**Compito assegnato 1:** Per favore, riscrivi le voci dalla riga che contiene "of the bamboo" fino alla fine delle voci, entrambe le estremità incluse, richieste comprese. Ridimensiona le coordinate nelle risposte moltiplicandole per 2,55 e arrotondandole all'intero, con le metà per eccesso.

**Estratto selezionato:**
■ ■ ■ ■ ■

Dalle spiagge dorate di Nassau al Grand Canyon State… tutto al frenetico ritmo dei tamburi bahamensi: la storia di Deandre Ayton.
Una volta l’anno, tutti gli abitanti di Nassau (Bahamas) si ritrovano all’alba di una giornata splendente armati di tamburi, campanacci e fischietti, travestiti con meravigliose maschere variopinte, per festeggiare lo Junkanoo; un momento speciale per festeggiare i grandi avvenimenti dell’anno. Una festa tradizionale che solitamente si svolge nel giorno di Santo Stefano, a Capodanno o in particolari ricorrenze durante l’anno.
Lo Junkanoo può essere anche festeggiato per il ritorno in patria di un eroe nazionale, qualcuno che abbia reso valore alle proprie radici caraibiche nel mondo, e quel qualcuno è proprio la scelta numero 1 del Draft 2018, l’attuale big man dei Phoenix Suns, Deandre Ayton.
Quando si tratta di basket, a Nassau si fa sul serio
Ci avreste mai scommesso che la pallacanestro è lo sport più popolare alle Bahamas?
Insomma, nessuno pensa che su un’isola caraibica immersa nel limpido e tumultuoso Oceano Atlantico si possa giocare a pallacanestro, ma l’aspetto ancor meno banale che questo agglomerato di isole sia anche la patria di pluricampioni NBA. Un nome? Mychal Thompson… sì, un due volte campione NBA con i Lakers di “Magic” Johnson, nonché padre di un quattro volte campione Klay Thompson. Per non parlare di vari Buddy Hield, Eric Gordon e Rick Fox (questi ultimi due hanno salde radici bahamensi).
La cosa ancora più assurda è che questi nomi non siano nemmeno i più famosi in patria. Uno in particolare supera di gran lunga tutti gli altri, nonostante non sia mai riuscito a calcare i parquet della NBA, ed è quello di Jeff Rodgers.
Perché parlare di un figura così sconosciuta, mai apparsa nei radar della Lega e di cui nessuno praticamente sa nulla?
Nulla è lasciato al caso in questa storia. Jeff Rodgers è un profondo credente ed è sempre stato attivo nell’organizzazione di eventi per i giovani nella capitale bahamense. Il connubio tra chiesa e giovani lo porta ormai trentaquattro anni fa, sotto richiesta della Chiesa Avventista del Settimo Giorno – di cui è un fedele – ad organizzare un camp di pallacanestro per tutti quei ragazzi e ragazze sfaccendati che nelle lunghe giornate d’estate, bighellonano per le strade senza scopo. Con la scuola finita e poco o nulla in cui spendere il proprio tempo.
“I giovani hanno la possibilità, tutt’altro che remota, di finire nei guai o in situazioni particolari. Io l’ho sempre vista come un’opportunità per me stesso, per vedere come potessi in qualche modo stimolarli e dar loro l’opportunità di credere in loro stessi, come ho sempre creduto in me stesso.”
– Jeff Rodgers
Così, un po’ dal nulla, nasce il primo camp di pallacanestro alle Bahamas, ma questo non basta. Non serve solo spargere la voce, serve qualcosa di ancora più forte. Tramite qualche strano contatto, Rodgers riesce a raggiungere e convincere a partecipare come “special guest” il più basso vincitore dello Slum Dunk Contest, nonché guardia degli Atlanta Hawks, Spud Webb.

■ ■ ■ ■ ■

**Voci del dataset:**
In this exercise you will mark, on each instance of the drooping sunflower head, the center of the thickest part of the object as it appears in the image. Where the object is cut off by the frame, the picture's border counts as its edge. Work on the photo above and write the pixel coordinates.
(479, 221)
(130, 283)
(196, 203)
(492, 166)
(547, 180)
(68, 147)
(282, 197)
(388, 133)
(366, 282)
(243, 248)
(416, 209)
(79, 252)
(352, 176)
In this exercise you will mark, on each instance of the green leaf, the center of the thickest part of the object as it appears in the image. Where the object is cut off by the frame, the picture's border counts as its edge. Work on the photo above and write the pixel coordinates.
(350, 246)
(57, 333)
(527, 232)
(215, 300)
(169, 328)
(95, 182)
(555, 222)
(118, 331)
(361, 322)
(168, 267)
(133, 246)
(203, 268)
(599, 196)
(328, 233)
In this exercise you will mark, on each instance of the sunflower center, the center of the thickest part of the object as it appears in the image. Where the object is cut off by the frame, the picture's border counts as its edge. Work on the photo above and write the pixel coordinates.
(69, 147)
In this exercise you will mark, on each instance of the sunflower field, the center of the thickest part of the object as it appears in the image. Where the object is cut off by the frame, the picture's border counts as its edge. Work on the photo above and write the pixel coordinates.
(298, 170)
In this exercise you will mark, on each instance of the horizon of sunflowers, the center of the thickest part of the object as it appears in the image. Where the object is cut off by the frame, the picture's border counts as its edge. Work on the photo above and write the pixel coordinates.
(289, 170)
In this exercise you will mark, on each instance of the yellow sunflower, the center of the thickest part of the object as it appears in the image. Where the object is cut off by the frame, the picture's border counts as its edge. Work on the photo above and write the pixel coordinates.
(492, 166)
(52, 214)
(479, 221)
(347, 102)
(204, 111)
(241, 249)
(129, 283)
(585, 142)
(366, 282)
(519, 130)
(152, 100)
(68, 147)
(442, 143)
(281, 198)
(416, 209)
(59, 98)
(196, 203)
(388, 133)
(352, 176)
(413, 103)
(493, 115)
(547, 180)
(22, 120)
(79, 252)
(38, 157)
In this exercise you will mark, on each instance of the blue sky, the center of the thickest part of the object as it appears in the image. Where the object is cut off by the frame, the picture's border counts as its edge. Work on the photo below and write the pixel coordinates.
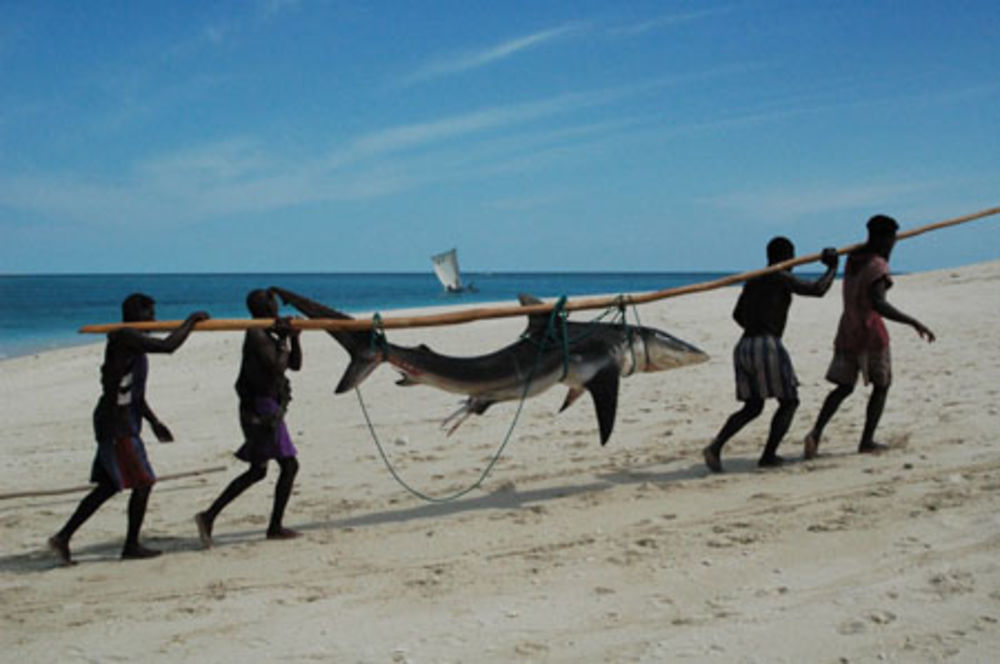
(285, 135)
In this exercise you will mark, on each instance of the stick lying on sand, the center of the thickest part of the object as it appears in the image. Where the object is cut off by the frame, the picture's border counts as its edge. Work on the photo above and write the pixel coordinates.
(481, 313)
(36, 493)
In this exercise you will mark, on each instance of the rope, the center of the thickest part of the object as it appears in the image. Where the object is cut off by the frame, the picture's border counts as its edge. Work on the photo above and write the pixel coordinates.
(557, 313)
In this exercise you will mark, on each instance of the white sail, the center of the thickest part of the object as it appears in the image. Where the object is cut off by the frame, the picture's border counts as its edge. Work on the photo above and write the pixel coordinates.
(446, 269)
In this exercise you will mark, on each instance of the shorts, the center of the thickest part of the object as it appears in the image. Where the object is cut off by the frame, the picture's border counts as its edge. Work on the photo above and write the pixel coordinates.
(875, 367)
(265, 433)
(122, 463)
(764, 369)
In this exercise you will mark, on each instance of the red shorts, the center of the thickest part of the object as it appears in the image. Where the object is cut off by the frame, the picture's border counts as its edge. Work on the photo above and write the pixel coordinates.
(875, 367)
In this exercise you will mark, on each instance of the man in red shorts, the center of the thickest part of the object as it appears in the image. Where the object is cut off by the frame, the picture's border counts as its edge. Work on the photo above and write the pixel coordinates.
(862, 342)
(121, 461)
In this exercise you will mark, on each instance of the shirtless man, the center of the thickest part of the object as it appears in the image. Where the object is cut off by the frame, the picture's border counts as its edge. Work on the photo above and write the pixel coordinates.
(264, 393)
(862, 342)
(762, 365)
(121, 461)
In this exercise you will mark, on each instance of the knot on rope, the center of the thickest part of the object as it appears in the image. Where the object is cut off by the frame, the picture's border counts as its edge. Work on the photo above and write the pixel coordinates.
(622, 303)
(556, 332)
(378, 340)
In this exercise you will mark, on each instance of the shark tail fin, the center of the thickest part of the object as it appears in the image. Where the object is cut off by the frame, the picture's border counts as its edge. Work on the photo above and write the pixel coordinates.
(364, 356)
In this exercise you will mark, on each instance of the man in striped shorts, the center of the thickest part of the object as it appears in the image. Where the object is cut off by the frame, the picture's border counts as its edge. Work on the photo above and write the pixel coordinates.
(763, 366)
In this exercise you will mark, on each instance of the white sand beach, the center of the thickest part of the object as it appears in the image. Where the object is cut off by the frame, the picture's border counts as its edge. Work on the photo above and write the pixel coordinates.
(569, 552)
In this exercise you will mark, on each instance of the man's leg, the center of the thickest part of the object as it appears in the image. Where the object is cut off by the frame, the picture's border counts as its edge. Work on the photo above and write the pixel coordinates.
(240, 483)
(779, 427)
(289, 467)
(876, 404)
(830, 406)
(136, 514)
(59, 543)
(751, 409)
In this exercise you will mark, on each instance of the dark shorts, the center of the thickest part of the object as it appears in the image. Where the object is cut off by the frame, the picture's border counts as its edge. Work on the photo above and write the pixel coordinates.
(265, 433)
(122, 463)
(763, 369)
(874, 367)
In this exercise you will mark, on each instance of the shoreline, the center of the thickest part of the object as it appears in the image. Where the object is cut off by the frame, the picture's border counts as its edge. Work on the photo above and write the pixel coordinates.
(569, 551)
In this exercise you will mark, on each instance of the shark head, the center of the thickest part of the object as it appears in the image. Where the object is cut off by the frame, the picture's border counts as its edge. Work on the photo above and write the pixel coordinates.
(661, 351)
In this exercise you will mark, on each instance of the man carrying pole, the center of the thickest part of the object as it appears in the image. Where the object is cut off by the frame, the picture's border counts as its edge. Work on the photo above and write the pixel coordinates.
(862, 341)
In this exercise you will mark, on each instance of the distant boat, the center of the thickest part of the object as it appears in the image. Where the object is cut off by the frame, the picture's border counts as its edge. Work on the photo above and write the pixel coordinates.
(446, 269)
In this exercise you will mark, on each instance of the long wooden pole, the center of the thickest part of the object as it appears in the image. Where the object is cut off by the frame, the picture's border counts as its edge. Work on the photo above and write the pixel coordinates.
(38, 493)
(482, 313)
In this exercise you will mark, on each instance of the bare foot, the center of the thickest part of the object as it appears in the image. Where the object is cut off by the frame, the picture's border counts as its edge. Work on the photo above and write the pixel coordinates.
(811, 446)
(773, 461)
(204, 529)
(712, 459)
(282, 533)
(139, 552)
(60, 547)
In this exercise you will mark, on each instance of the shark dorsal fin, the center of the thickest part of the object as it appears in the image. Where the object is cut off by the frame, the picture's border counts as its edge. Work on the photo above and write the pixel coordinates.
(603, 388)
(537, 323)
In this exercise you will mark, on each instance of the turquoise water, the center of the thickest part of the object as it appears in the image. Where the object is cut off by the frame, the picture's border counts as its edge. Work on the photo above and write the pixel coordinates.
(44, 312)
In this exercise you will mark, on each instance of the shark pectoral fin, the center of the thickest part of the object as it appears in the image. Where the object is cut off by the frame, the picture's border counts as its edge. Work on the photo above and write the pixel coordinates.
(361, 366)
(364, 358)
(603, 388)
(571, 396)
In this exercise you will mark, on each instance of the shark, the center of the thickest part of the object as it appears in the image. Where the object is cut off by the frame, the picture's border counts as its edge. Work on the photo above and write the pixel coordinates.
(591, 357)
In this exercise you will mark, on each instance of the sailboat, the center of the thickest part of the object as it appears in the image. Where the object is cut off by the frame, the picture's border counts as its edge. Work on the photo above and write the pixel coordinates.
(446, 268)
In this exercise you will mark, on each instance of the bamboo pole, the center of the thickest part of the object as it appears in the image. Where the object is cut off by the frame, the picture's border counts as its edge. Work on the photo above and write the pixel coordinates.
(38, 493)
(508, 311)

■ ■ ■ ■ ■

**Compito assegnato 2:**
Rispondi in base all'estratto su Deandre Ayton:
(a) Quale scelta del Draft 2018 è stata Deandre Ayton?
(b) Quante volte Mychal Thompson è stato campione NBA?
(c) Quale chiesa ha chiesto a Jeff Rodgers di organizzare il camp di pallacanestro?

**Risultato finale 1:**
In this exercise you will mark, on each instance of the bamboo pole, the center of the thickest part of the object as it appears in the image. Where the object is cut off by the frame, the picture's border counts as its edge. Work on the photo above and write the pixel coordinates.
(97, 1257)
(1295, 793)

**Risultato finale 2:**
(a) La scelta numero 1.
(b) Due volte.
(c) La Chiesa Avventista del Settimo Giorno.